WHAT TO WORK ON:
Lines from the one containing "Expected behaviour: for every instance of the rock, put" through the last line of the data are to be repeated word for word, both ends included.

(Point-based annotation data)
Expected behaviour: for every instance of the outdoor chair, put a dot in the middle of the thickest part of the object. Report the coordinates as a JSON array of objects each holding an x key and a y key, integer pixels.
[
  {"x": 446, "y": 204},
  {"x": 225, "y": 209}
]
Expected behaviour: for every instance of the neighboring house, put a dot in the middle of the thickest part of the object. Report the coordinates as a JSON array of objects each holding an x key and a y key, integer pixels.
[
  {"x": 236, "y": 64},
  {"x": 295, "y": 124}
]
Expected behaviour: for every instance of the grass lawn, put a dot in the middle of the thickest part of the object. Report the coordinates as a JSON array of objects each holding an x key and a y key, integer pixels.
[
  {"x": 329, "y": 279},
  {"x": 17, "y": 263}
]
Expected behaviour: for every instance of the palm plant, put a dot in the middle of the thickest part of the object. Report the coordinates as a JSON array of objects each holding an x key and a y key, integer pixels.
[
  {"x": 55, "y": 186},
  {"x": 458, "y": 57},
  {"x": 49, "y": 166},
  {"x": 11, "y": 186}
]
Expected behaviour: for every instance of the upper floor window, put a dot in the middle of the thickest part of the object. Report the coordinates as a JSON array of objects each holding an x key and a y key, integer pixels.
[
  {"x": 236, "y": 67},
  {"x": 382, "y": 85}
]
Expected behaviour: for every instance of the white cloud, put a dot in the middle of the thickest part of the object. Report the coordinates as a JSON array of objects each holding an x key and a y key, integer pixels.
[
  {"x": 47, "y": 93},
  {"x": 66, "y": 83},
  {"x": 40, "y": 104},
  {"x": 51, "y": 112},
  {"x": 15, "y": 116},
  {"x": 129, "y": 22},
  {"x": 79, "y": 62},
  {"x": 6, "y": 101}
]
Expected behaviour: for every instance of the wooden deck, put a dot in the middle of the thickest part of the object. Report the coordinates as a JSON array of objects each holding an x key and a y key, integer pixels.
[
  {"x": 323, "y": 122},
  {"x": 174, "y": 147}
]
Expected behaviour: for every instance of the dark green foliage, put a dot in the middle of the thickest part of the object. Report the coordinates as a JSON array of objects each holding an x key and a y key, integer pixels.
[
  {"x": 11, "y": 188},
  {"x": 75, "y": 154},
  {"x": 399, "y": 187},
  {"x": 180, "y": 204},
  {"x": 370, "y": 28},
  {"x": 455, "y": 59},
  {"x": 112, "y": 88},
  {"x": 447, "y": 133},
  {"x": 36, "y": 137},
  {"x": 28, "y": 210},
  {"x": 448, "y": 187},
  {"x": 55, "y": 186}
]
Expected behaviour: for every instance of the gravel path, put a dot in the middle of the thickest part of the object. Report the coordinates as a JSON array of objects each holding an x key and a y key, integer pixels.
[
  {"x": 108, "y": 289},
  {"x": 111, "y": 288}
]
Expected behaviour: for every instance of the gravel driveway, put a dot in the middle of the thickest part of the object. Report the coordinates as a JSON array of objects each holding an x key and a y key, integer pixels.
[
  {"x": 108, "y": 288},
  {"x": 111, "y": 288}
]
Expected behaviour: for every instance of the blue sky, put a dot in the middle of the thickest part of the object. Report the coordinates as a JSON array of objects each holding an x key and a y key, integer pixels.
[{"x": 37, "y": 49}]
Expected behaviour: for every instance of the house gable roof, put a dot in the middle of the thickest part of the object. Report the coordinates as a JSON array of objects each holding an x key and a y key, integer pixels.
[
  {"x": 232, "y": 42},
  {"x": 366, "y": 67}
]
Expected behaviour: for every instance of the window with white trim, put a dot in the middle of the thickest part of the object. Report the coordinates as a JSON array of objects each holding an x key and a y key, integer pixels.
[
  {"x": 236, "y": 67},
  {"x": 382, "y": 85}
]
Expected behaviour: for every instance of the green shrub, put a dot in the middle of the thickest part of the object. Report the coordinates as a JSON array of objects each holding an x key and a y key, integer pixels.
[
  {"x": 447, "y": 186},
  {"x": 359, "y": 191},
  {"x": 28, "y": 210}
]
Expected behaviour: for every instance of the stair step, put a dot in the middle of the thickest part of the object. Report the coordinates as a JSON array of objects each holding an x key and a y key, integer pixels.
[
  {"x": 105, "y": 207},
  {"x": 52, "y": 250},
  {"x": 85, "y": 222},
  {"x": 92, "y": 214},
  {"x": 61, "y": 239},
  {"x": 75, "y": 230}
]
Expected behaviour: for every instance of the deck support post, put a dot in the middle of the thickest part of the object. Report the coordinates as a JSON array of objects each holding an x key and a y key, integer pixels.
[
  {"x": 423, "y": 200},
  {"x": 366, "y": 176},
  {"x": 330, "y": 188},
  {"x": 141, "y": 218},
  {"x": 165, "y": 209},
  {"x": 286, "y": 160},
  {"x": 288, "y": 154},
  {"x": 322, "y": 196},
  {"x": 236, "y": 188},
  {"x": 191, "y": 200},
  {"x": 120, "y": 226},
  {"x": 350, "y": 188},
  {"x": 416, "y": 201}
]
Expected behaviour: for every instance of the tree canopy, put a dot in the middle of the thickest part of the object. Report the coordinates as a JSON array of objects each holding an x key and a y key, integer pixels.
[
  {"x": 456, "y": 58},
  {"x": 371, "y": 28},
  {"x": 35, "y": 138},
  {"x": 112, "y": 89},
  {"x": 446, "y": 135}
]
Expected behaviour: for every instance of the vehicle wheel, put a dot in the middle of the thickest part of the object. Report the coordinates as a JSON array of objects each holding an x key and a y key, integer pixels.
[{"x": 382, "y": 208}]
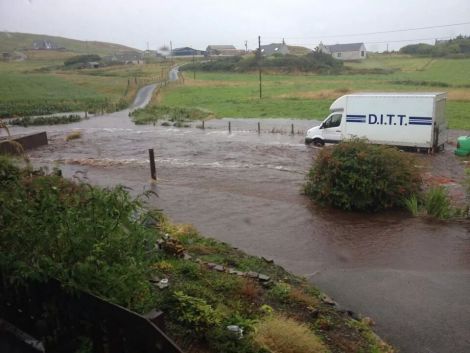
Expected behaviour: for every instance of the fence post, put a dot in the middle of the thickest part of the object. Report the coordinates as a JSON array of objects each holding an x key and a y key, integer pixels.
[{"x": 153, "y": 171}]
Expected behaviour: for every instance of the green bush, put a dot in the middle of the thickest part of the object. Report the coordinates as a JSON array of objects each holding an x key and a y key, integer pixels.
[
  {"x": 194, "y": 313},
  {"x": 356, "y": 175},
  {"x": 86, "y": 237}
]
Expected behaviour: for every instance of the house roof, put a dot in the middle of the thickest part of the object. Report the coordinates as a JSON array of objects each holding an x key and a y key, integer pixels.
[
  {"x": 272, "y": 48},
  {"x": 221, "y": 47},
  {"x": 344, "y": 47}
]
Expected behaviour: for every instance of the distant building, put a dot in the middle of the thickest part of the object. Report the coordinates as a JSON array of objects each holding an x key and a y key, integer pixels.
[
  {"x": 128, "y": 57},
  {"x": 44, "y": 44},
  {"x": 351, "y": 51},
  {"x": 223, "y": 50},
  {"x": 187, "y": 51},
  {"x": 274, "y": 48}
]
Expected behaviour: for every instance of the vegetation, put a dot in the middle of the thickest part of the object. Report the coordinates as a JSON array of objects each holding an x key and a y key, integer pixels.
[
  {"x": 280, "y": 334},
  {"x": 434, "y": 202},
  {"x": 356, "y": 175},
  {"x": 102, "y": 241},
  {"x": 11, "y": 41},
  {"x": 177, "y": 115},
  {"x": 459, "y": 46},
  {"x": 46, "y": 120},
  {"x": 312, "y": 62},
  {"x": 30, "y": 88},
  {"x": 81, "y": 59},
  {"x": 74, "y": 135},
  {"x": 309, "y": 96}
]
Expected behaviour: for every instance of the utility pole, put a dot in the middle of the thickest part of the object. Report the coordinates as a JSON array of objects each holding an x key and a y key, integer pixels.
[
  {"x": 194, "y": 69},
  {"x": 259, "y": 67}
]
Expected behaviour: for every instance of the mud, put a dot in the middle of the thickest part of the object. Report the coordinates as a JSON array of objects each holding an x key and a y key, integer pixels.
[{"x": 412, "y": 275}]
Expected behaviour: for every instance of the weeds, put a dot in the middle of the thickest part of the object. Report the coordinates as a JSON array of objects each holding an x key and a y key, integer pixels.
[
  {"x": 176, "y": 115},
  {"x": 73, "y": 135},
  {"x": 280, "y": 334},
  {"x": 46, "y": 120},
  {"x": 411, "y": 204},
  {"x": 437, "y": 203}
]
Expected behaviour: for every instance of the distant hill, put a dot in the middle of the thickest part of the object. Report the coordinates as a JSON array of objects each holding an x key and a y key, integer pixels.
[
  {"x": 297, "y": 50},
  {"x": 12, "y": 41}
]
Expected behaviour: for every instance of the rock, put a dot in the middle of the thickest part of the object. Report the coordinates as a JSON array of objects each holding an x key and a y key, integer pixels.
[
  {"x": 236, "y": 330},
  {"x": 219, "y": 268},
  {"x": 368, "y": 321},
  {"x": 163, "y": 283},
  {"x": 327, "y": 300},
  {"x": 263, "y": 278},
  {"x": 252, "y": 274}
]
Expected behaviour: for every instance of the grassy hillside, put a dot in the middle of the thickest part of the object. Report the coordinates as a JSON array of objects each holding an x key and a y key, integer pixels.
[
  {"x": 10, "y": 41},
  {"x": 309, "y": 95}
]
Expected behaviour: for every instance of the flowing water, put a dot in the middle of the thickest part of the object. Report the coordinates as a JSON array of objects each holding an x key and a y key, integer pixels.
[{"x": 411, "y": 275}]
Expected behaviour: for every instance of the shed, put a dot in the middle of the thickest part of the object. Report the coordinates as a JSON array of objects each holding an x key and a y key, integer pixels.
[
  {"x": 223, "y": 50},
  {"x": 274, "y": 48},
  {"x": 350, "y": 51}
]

RESPONSE TO THE TASK:
Expected behaviour: for every instance of the rock, put a dot in the middle of the thickest part of the object. Report the coordinates as a JSON array of objects each holding an x key and a y key, integer pixels.
[
  {"x": 236, "y": 330},
  {"x": 219, "y": 268},
  {"x": 368, "y": 321},
  {"x": 163, "y": 283},
  {"x": 327, "y": 300},
  {"x": 263, "y": 278},
  {"x": 252, "y": 274}
]
Expected behaviour: for every instance of the grassy hillside, put a dot in the middle of the thickest part of the object. Report the coordinates as a JSON array of objects each holding an x key and a y key, integer pixels.
[
  {"x": 10, "y": 41},
  {"x": 309, "y": 95}
]
Expected behaviour: for every instance of the flowing water, put a dot in the middle of the thickest part of the object. Report the coordinates as a JSON array of objects each holding an x key and a y key, integer pixels.
[{"x": 411, "y": 275}]
Expected behaviour: for every instance of the shed, put a dot in the middle of the thickest part of the object. Report the coordinates as a JSON array of objects each holding an x key and a y key, integer pixels.
[
  {"x": 223, "y": 50},
  {"x": 274, "y": 48},
  {"x": 350, "y": 51}
]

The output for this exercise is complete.